— Begin Recorded information —

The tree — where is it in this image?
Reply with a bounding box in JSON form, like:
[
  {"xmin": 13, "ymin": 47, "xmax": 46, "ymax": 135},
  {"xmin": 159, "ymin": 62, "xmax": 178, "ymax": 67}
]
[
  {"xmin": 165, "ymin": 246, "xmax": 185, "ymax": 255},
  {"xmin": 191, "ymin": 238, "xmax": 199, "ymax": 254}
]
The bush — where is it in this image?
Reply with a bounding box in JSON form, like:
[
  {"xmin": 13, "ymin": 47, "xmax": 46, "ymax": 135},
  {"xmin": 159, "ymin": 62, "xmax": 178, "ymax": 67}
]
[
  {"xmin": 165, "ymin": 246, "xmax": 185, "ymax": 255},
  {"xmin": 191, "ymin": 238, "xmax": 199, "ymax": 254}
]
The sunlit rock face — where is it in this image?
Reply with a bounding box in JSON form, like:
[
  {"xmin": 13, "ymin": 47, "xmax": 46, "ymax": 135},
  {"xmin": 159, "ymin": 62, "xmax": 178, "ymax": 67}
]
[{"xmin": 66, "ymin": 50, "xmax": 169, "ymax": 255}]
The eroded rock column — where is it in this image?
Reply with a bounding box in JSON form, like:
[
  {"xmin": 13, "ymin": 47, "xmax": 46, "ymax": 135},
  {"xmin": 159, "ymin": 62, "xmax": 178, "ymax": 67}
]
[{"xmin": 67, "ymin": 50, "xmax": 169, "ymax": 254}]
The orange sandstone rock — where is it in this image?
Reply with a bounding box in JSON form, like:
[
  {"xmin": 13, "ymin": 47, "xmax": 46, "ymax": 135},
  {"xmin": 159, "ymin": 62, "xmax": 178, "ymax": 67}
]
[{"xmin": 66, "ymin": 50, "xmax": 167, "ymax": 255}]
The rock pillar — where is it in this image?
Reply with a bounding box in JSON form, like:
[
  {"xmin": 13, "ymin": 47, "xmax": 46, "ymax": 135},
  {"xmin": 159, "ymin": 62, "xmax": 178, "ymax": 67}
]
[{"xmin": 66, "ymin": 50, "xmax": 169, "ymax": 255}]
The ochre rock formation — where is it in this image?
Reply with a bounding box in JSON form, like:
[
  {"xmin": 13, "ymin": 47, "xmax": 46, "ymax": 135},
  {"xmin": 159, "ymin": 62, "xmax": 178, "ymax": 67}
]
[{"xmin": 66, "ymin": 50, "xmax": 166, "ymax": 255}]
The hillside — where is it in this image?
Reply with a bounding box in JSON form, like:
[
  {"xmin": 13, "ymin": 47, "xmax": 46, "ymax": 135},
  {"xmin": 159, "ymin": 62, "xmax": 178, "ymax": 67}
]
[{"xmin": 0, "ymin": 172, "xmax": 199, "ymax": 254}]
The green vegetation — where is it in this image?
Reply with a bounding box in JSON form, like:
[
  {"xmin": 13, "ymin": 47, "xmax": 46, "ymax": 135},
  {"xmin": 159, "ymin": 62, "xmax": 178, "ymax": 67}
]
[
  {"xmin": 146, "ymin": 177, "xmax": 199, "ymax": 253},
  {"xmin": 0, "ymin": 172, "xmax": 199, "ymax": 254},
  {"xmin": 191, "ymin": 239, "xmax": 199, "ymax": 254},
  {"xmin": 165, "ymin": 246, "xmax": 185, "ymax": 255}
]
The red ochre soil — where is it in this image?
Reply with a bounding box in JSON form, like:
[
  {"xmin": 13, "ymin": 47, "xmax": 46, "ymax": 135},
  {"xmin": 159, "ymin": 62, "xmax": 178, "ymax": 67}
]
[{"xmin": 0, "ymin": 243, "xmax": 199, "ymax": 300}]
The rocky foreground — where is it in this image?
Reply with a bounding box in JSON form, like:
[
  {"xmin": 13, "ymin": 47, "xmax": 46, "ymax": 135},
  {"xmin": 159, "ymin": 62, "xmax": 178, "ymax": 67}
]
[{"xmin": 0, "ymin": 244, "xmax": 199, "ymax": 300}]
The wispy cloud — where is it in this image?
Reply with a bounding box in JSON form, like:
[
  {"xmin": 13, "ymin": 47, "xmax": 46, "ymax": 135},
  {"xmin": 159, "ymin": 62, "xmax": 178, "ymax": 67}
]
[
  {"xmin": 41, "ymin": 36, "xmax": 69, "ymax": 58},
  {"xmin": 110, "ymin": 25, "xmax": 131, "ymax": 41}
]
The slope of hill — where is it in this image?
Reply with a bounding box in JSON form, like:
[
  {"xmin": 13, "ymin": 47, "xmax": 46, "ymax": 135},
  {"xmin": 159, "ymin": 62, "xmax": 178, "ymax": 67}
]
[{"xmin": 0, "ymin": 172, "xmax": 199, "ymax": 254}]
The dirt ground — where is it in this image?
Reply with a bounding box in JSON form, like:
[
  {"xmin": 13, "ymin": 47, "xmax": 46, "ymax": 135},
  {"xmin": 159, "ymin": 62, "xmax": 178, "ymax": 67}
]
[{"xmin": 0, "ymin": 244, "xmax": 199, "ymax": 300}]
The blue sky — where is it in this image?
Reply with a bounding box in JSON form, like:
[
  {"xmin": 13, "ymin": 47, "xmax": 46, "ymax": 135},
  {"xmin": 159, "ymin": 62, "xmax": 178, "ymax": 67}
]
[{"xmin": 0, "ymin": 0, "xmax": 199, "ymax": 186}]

— End Recorded information —

- To be done:
Reproduce, without alteration, the stretch of the listing from the line containing "The blue sky — where is it in this image?" through the end of the listing, including that first line.

- The answer:
The blue sky — where is it in this image?
Reply with a bounding box in JSON form, like:
[
  {"xmin": 13, "ymin": 47, "xmax": 46, "ymax": 135},
  {"xmin": 159, "ymin": 62, "xmax": 178, "ymax": 67}
]
[{"xmin": 0, "ymin": 0, "xmax": 199, "ymax": 186}]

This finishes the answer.